- _WHAT YOU WILL DO_
Recast the listing below as a Markdown table with the columns Row and Text, numbering each nonblank line in order. Omit the pictures from the table.

- _DATASET RECORDS_

┌──

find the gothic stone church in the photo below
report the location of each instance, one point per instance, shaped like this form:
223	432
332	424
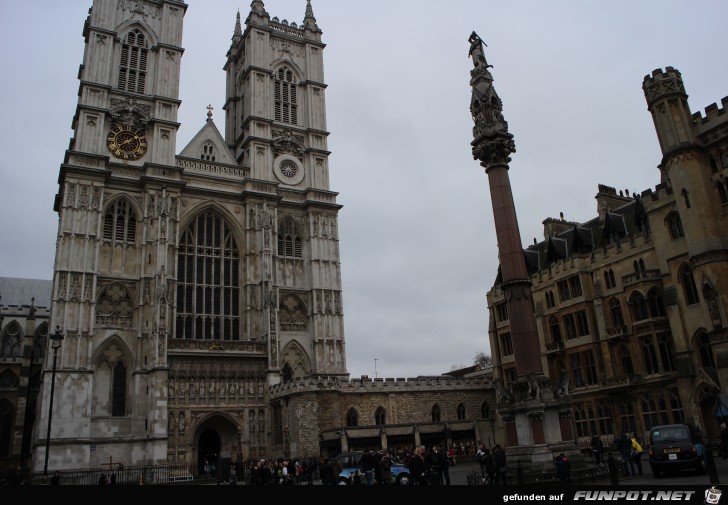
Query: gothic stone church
199	294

└──

- _EXPECTED ANSWER_
| Row | Text |
|---|---|
| 1 | find the gothic stone church in the photo below |
| 2 | report the location of each instance, one point per instance, shaped like this form: |
| 3 | 223	432 |
| 4 | 332	424 |
| 5 | Query: gothic stone church |
| 6 | 199	294 |